(Entries from a pointing dataset)
-- start --

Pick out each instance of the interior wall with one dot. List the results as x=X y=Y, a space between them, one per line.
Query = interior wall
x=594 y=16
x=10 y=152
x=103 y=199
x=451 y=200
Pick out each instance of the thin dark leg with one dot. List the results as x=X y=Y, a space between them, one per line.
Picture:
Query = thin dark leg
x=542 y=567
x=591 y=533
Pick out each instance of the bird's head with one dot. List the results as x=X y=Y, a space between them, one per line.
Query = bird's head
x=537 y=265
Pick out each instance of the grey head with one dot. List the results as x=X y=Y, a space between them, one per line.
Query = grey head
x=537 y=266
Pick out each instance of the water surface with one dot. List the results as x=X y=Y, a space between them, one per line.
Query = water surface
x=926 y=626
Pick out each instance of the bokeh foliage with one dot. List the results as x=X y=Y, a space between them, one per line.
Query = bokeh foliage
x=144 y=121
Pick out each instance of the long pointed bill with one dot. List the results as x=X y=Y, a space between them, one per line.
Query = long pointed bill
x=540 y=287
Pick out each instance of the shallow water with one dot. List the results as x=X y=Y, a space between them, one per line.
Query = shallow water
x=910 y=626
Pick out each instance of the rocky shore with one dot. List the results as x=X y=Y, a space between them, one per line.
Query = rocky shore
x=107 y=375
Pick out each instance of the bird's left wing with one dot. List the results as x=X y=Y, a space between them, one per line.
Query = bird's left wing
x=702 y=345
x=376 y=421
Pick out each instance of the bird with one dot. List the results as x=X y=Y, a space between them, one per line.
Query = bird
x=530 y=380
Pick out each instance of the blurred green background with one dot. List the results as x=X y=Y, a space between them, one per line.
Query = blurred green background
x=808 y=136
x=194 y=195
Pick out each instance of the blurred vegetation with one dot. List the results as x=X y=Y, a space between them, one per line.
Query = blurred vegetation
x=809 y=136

-- end --

• **Requirements**: Rewrite the entries above with "with one dot" replaced by "with a single point" wherever it occurs, keeping everything else the same.

• **Answer to the problem**:
Pick out each instance of the interior wall with a single point. List the results as x=X y=Y, a space between them, one per line.
Query = interior wall
x=594 y=16
x=10 y=152
x=103 y=199
x=451 y=200
Pick out each instance of the thin dark leg with a single point. List the results as x=X y=Y, a space between them, one per line.
Picture:
Query = thin dark leg
x=542 y=567
x=591 y=533
Pick out each instance of the bird's head with a single point. List the results as x=X y=Y, a space between them, one per line.
Query = bird's head
x=537 y=265
Pick out each instance of the grey head with a single point. List the results as x=X y=Y, a space between them, one per line.
Query = grey head
x=537 y=266
Pick out each instance of the water surface with a single point. List the results as x=X y=Y, a space between them, one per line.
Query = water surface
x=926 y=626
Pick out each instance of the bokeh foliage with a single point. List the results as x=X y=Y, a space between them, one per line.
Query = bokeh foliage
x=144 y=121
Pick out each instance of the long pointed bill with a single point. List the results as x=X y=Y, a space between them, one per line.
Query = long pointed bill
x=540 y=287
Pick out each instance of the shallow water with a single point. List the results as x=X y=Y, a space between them, one per line.
Query = shallow water
x=910 y=626
Pick out each instance of the rocky shore with a single point. List the results as x=X y=Y, a space between them, one per line.
Query = rocky shore
x=107 y=375
Pick out each instance of the bird's left wing with a single point. List the results as x=X y=Y, a space between them, one per line.
Query = bird's left wing
x=702 y=345
x=376 y=421
Pick out each instance of the bird with a single point. List the results as x=X y=Y, a space between them, one per line.
Query = bird
x=530 y=380
Pick out each instance of the blurred green background with a single point. List the results as x=X y=Y, a space between them, one per line.
Query = blurred green background
x=808 y=136
x=194 y=195
Pick out each instance of the blurred vegetation with a single point. List the results as x=X y=Y, a space between them, one per line.
Query = blurred vegetation
x=809 y=136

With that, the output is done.